Your objective: All of these records need to be duplicated exactly.

Given records:
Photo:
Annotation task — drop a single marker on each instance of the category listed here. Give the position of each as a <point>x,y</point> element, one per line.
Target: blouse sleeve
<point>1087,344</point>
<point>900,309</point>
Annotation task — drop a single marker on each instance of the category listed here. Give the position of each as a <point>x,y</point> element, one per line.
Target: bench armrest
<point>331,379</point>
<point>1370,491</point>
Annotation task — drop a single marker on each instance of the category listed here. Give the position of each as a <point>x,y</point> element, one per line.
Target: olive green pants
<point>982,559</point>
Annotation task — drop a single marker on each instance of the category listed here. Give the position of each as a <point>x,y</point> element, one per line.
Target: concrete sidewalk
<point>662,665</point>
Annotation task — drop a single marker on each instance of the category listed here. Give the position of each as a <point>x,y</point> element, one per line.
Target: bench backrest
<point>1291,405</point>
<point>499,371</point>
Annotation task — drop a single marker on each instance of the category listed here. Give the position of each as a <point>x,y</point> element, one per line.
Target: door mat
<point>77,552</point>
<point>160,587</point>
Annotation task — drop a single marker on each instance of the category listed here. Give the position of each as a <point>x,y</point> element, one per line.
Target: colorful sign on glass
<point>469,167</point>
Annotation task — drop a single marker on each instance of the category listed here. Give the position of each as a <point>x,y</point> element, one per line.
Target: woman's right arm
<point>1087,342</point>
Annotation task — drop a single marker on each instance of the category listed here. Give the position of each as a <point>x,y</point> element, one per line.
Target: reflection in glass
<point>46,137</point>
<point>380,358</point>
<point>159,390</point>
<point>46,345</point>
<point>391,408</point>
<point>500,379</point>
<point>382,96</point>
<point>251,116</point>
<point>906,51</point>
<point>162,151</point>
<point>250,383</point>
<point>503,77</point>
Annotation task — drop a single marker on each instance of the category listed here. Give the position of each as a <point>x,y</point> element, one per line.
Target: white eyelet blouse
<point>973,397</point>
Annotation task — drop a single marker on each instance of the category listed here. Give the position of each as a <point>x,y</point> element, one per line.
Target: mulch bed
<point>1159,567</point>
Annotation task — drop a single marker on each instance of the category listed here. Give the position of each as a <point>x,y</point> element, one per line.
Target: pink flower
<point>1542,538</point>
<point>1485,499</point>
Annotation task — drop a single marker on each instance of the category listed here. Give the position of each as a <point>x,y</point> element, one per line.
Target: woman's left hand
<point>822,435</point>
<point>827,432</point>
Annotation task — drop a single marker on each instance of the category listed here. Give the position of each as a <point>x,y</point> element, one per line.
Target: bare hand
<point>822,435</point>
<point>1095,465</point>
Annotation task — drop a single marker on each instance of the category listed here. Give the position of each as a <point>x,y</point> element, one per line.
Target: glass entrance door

Task result:
Photo:
Annotation task — drop a single marker on each instance of the category listed here. Give the position of each as a <point>x,y</point> element, one per line.
Target: blouse sleeve
<point>1087,344</point>
<point>900,309</point>
Annotation task — drop a single marker on each instance of the category listed here. Give the position of each as a <point>x,y</point> element, one per line.
Target: bench armrest
<point>331,379</point>
<point>1370,491</point>
Annotation task — drop a single marker on each instance of the category listed here. Give the position of each as a <point>x,y</point> element, one per line.
Target: olive green pants
<point>982,559</point>
Annotation task — drop a single marker on each instance of the category listed here. Give the position of each as a <point>x,y</point> element, one per line.
Target: concrete sidewalk
<point>662,665</point>
Annotation task — drop a single marker on each instance of the category listed here. Give the position of each as a <point>x,y</point> element, one per line.
Target: bench backrest
<point>1291,405</point>
<point>499,371</point>
Annotation task — drop a single marker on each instance of the category listed here. Give the position of each as a <point>x,y</point> element, one per line.
Target: door mat
<point>77,552</point>
<point>160,587</point>
Annotation task — drop a single marker on each instance of the category listed here. Give the position of each as a <point>x,y</point> element, one per line.
Target: colorful sign on glass
<point>469,167</point>
Annotation task — drop a single marker on each instance of the category listed here. Give the position of each as a <point>x,y</point> element, one per line.
Target: woman's right arm
<point>1087,342</point>
Annotation task — drop a single marker on each instance of the category listed here. Give the position of each as a <point>x,y</point> element, one per line.
Target: reflection in glass
<point>46,137</point>
<point>380,358</point>
<point>159,390</point>
<point>46,345</point>
<point>391,408</point>
<point>500,379</point>
<point>382,96</point>
<point>251,116</point>
<point>906,51</point>
<point>162,151</point>
<point>250,383</point>
<point>503,77</point>
Annotation task — drop a single marker on each instance of the category listed here. Give the position of each as a <point>x,y</point> element, one per line.
Target: white eyelet blouse
<point>973,397</point>
Annotation task — drop a single marker on each instance of the category listed here. Give the position of each as a <point>x,y</point> element, one per line.
Target: mulch bed
<point>1159,567</point>
Annotation task — drop a single marker on each instance of the category listed here. Give the position of each as a <point>x,y</point> element, one per line.
Target: pink flower
<point>1542,538</point>
<point>1485,499</point>
Annotation task — drop a single marker on each instance of the category listed here. Give the position of each as a <point>x,y</point> element, one per line.
Target: woman's left hand
<point>822,435</point>
<point>827,432</point>
Annotation task — drop a single marker on each instance of the category listed here. Give the position of each as a <point>x,y</point> element, one per line.
Target: bare hand
<point>822,435</point>
<point>1095,465</point>
Annotation task — drop a single marker on each instance of the category listed here. Give the position of each as a <point>x,y</point> element, one per line.
Target: glass entrance door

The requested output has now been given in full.